▶ Reading text
################
Edmonton city council approves arena framework with Katz Group
EDMONTON – In a vote of 10-3, Edmonton city council voted in support of a downtown arena deal with the Katz Group.
Wednesday afternoon, city council approved a new framework for a $480 million arena to be owned by the City of Edmonton, and operated by the Katz Group, owner of the Edmonton Oilers.
“I am pleased that we have been able to reach an understanding that is both competitive and reasonable, and will sustain NHL hockey in Edmonton long-term,” said Mayor Stephen Mandel following the council vote.
“Edmonton is one of the best hockey markets in the NHL. A new downtown arena built under this framework is a first-rate commitment by the City to our downtown and to the game and to the team we love.”
The framework is very similar to the elements Council approved Oct. 2011, but includes the following changes:
– The additional $30 million for the arena over the previous framework will be split between the City and the Katz Group.
– The LRT connection, solely funded by the City, has been reduced from $17 million to $7 million.
– Katz Group will pay for the slightly increased costs of the Winter garden.
– The balance of the elements – pedestrian corridor, arena land, and community rink – are projected to remain at the same cost as previously estimated.
– The total cost of the project will be $601 million, an increase of $23 million over previous projections.
– Under the new framework, the City will own the arena and land, and the Katz Group will pay all operating costs and receive all revenues.
City administration also presented Council with 2 alternative designs: one with a pedestrian link over 104 Avenue instead of the Winter garden, and the second with no pedestrian link or Winter garden. Neither of these options included a private sector partner or confirmed tenant.
The city’s financial analysis showed that the municipal contribution would be similar for all options.
“The option recommended guarantees an NHL tenant, shares costs with a private company, and keeps the Oilers in Edmonton for the long term,” explained City Manager Simon Farbrother.
Wednesday morning, council heard an update on negotiations between the City Administration and the Katz Group. Each councillor was given the opportunity to question both parties about the proposed framework.
After breaking for lunch, each councillor spoke to the proposed deal prior to a vote .
Councillors Linda Sloan, Kerry Diotte and Don Iveson did not support the deal.
Councillors Kim Krushell, Ben Henderson, Karen Leibovici, Bryan Anderson, Tony Caterina, Amarjeet Sohi, Ed Gibbons, Jane Batty, Dave Loken, and Mayor Stephen Mandel voted in support of the deal.
During her address, Councillor Sloan said “I believe the city is taking on an unfair and irresponsible burden.”
“Major outstanding questions need to be answered before a decision is made,” she added.
Councillor Krushell said “I will be supporting the motion in front of us.”
“We get the opportunity of significant redevelopment that I believe we will see in our downtown,” she explained.
################
▶ Raw records
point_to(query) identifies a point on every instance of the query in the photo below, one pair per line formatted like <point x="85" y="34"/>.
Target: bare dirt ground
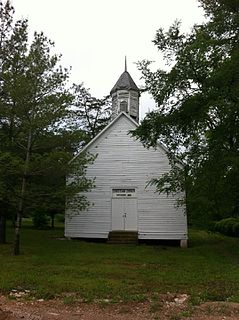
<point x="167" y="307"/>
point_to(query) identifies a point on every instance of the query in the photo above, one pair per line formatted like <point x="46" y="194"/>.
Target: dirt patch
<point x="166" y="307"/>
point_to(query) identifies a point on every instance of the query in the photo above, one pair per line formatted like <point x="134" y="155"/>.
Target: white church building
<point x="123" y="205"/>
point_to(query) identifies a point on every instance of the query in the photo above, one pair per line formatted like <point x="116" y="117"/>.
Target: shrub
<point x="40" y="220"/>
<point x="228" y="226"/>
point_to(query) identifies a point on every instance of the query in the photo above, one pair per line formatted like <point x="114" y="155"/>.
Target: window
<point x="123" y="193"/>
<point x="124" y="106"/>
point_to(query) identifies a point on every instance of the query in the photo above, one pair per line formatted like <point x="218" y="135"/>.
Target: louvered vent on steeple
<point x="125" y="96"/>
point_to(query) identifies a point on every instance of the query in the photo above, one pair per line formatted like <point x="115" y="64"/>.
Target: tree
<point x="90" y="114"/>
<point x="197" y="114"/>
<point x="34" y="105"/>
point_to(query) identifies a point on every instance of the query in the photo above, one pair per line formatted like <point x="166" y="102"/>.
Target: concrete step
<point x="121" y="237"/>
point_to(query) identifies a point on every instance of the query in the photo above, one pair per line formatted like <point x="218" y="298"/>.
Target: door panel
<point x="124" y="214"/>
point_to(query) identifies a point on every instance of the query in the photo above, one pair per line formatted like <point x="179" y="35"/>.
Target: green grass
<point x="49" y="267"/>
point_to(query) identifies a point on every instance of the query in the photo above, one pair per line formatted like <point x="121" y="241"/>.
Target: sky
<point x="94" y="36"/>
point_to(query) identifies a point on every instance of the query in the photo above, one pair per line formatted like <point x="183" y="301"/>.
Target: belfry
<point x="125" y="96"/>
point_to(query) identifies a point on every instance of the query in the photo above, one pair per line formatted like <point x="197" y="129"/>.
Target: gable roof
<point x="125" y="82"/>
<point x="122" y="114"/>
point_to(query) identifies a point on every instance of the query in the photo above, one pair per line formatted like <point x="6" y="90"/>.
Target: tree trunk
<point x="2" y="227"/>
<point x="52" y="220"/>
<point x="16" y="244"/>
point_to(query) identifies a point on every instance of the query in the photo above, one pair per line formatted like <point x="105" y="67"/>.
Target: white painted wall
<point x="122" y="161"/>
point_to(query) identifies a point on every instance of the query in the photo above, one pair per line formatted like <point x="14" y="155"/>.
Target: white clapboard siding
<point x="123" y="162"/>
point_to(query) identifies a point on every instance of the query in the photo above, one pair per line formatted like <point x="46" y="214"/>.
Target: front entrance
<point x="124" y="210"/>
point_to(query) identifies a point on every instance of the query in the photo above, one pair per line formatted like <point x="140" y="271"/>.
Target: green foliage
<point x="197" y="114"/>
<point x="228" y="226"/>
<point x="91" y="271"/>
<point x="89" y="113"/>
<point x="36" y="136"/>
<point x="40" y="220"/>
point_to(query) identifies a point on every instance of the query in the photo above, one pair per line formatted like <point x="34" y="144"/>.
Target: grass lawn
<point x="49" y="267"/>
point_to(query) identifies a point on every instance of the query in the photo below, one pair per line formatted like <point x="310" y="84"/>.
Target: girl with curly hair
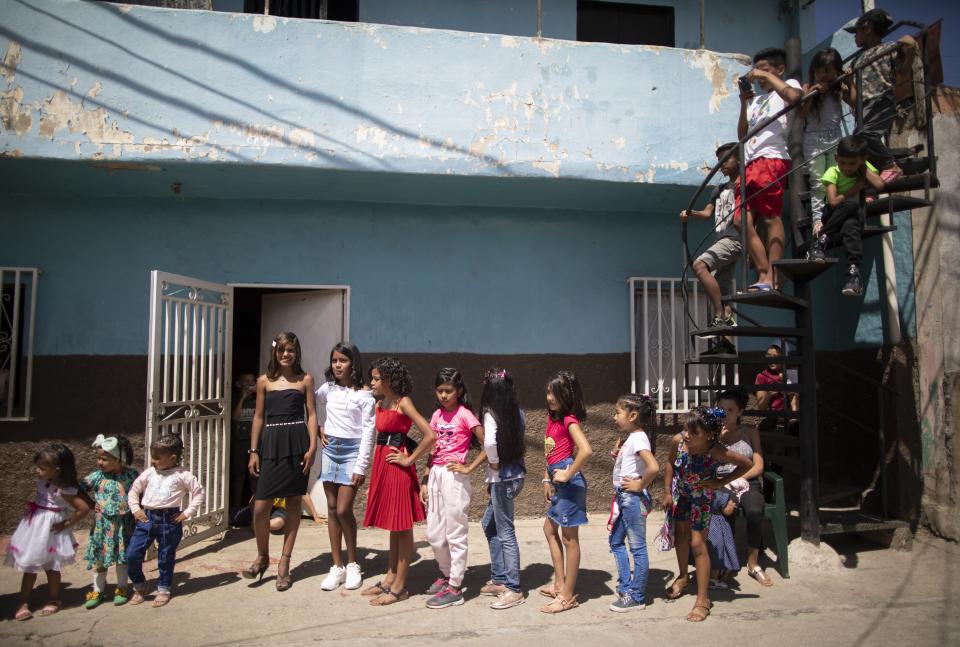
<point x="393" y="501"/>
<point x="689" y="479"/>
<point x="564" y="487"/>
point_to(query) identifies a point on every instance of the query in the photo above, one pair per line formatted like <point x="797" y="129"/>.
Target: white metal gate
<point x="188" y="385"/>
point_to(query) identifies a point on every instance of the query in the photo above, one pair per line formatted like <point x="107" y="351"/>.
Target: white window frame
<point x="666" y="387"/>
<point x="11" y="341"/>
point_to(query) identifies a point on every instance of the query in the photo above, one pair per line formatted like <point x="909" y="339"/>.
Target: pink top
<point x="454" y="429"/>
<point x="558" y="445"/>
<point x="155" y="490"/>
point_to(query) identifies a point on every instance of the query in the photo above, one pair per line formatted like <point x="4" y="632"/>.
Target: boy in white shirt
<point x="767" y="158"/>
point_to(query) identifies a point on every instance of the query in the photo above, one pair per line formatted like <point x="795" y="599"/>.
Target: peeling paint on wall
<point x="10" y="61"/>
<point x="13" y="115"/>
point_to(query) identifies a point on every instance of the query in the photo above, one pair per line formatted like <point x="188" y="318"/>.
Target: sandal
################
▶ Actions to take
• a. According to the Edmonton arena article, what will be the total cost of the project?
• b. Proceed with the article on Edmonton's arena vote, writing on from its final sentence.

▶ Answers by task
• a. $601 million

• b.
Krushell pointed out that when neither party involved in a negotiation is completely satisfied, that usually means a good deal has been reached.
“I think we’ve done our duty protecting taxpayers of Edmonton,” she said.
Not all councillors agreed.
“We’re being asked – in very short order – to approve a $600 million deal,” said Councillor Diotte. “This idea we’re being presented with is not a win win.”
“We have no true financial of the Edmonton Oilers or the Katz Group,” he added. “We don’t have provincial funding after two years of begging for it.”
While he added that he thinks a downtown arena is a great idea, he said this particular deal is not, and wouldn’t be supporting it.
Councillor Henderson said “there are risks… but I think the risks are pretty minimal.”
Councillor Iveson spoke to the deal next.
“I know the politically astute thing for me is to vote for this deal,” he said. He explained he sees the framework as an indirect subsidy to the Edmonton Oilers.
“I had hoped that hitting the reset button would have resulted in” a different financial framework. He explained his vote will be on a “gut feel.”
However, Councillor Leibovici said “I believe we’re at a point of making it happen.”
Councillor Anderson said “Certainly, I support it.”
“This is Edmonton, I think we do a hell of a job at doing big things,” he added. “I am looking forward to that happening in a big way soon.”
Councillor Caterina’s support was slightly more guarded.
“I don’t think going forward today will put us in any deeper of a knot,” he explained.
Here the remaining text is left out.